» Data supplied

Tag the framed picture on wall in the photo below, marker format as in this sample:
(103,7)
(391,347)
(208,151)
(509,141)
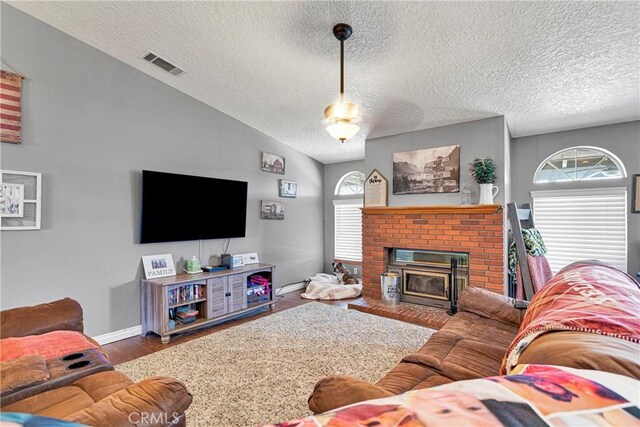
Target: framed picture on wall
(288,188)
(20,200)
(273,163)
(271,210)
(433,170)
(11,200)
(635,195)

» Stated exercise
Repeat the lines above word for word, without the picture.

» Reply
Tag the framed picture on wall in the photo below, marker format as in this sample:
(103,7)
(391,347)
(208,151)
(509,141)
Target: framed picture on wall
(288,188)
(20,200)
(273,163)
(271,210)
(433,170)
(11,200)
(635,195)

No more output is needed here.